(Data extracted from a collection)

▬▬▬▬▬▬

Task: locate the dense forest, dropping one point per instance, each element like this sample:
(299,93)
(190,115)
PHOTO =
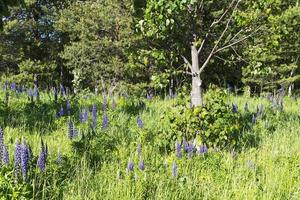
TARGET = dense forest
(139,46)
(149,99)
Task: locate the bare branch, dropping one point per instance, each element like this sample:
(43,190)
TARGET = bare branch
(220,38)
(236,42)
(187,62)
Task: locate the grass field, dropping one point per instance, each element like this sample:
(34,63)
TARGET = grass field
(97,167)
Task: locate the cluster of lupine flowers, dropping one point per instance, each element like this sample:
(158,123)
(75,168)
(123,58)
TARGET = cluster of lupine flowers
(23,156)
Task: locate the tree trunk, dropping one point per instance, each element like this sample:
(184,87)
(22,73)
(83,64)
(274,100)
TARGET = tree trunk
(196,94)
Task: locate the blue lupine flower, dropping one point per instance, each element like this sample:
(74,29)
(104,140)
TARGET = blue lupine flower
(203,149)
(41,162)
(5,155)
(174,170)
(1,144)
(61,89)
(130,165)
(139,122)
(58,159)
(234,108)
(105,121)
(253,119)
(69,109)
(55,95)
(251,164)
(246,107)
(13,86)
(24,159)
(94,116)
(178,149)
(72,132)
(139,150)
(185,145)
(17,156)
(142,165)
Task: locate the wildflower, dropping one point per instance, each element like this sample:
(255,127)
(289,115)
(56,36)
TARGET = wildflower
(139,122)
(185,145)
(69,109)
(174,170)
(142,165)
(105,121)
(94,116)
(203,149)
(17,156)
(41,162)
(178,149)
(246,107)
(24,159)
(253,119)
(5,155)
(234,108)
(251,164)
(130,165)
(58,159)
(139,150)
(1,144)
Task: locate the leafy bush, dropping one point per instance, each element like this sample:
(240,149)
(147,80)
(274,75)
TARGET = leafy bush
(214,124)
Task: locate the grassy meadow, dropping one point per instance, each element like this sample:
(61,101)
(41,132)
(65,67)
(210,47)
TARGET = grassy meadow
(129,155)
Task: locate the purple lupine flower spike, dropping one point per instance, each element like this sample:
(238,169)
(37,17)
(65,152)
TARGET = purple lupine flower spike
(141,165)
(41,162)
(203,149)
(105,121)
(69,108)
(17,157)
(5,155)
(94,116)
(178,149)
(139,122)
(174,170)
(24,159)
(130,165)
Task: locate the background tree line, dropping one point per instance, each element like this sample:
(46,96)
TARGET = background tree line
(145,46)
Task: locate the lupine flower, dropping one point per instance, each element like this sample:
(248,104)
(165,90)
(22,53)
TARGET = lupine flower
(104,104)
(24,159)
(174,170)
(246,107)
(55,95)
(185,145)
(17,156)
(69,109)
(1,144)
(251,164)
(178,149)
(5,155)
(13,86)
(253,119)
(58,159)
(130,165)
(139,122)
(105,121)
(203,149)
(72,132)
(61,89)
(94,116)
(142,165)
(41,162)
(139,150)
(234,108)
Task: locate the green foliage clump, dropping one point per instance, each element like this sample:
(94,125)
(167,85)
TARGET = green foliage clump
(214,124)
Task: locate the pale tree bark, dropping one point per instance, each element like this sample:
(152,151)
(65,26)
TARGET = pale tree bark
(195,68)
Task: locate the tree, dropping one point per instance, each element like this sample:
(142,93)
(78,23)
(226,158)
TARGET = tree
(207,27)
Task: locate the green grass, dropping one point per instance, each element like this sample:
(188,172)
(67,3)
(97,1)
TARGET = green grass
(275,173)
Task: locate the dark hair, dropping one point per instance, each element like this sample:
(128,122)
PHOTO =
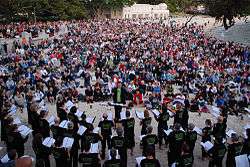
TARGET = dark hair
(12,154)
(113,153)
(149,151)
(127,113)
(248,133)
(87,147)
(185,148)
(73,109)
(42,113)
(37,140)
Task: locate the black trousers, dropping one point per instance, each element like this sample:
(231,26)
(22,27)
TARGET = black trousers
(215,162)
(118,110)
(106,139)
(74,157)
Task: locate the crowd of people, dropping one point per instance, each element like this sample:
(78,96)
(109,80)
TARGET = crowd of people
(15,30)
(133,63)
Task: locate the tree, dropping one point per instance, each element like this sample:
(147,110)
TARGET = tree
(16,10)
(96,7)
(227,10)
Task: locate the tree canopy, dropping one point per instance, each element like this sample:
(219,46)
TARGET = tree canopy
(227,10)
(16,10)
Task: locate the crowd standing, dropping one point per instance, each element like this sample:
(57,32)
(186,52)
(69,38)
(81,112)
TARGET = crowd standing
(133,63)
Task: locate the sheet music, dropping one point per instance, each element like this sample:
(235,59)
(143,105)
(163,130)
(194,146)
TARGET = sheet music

▬▬▬▬▬▬

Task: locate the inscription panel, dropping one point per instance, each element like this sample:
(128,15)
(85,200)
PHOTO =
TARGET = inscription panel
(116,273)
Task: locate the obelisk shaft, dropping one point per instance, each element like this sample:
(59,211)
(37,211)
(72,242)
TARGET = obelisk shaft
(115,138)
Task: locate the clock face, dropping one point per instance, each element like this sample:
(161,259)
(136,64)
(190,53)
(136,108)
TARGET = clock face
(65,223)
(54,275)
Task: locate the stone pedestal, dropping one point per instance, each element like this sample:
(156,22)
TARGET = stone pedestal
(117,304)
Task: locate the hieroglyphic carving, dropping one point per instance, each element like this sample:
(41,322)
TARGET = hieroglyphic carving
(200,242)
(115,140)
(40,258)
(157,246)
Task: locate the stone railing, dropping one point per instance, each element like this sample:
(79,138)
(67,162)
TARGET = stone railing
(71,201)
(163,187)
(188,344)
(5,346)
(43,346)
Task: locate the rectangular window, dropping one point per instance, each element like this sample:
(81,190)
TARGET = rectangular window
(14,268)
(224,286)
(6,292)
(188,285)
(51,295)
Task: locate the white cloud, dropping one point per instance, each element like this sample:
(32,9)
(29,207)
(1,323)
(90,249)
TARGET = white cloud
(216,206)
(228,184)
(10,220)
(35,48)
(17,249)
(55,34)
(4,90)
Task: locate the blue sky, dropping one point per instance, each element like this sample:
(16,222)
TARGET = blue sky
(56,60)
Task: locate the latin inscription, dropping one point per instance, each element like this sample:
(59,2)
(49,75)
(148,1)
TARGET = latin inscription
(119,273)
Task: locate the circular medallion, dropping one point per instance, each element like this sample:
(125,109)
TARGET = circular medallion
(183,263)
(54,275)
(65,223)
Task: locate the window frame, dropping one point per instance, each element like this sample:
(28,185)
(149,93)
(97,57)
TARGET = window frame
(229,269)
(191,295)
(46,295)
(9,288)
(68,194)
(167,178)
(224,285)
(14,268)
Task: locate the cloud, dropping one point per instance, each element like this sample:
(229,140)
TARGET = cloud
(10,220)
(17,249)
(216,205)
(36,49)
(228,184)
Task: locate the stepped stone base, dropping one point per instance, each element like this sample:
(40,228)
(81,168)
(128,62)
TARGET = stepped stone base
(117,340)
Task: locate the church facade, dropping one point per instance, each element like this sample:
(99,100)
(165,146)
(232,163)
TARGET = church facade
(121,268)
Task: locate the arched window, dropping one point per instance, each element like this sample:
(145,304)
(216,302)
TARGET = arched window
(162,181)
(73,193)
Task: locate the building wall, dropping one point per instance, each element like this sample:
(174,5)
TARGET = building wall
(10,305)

▬▬▬▬▬▬

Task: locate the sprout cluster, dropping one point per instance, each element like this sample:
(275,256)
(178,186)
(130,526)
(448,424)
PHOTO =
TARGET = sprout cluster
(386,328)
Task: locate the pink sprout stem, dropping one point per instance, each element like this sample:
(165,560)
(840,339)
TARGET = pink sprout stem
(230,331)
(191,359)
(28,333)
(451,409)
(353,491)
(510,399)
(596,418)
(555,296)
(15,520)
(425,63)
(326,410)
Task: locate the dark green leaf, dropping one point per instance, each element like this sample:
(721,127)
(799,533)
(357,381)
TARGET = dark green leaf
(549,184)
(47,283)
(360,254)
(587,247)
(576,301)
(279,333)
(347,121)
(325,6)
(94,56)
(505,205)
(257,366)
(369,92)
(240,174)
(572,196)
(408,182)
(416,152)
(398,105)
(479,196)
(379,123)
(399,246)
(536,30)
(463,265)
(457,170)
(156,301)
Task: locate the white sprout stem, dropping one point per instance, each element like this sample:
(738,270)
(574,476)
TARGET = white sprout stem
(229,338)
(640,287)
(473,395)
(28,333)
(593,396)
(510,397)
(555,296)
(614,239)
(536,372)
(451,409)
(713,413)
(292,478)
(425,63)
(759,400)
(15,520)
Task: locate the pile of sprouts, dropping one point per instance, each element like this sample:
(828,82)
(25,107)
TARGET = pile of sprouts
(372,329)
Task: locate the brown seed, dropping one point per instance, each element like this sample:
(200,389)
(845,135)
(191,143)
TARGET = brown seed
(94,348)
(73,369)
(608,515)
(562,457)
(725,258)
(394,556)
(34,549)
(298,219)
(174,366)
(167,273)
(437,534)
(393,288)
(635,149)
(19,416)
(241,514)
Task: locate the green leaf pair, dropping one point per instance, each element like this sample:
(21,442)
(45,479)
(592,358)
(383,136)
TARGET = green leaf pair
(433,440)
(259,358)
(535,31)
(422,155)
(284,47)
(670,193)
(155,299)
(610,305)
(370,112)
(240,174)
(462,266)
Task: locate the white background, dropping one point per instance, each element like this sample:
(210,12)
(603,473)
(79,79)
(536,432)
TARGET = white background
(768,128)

▬▬▬▬▬▬

Report each line above that includes the string "music".

Task: locate the sheet music, dropping one point per instance, each element like this sample:
TARGET = sheet music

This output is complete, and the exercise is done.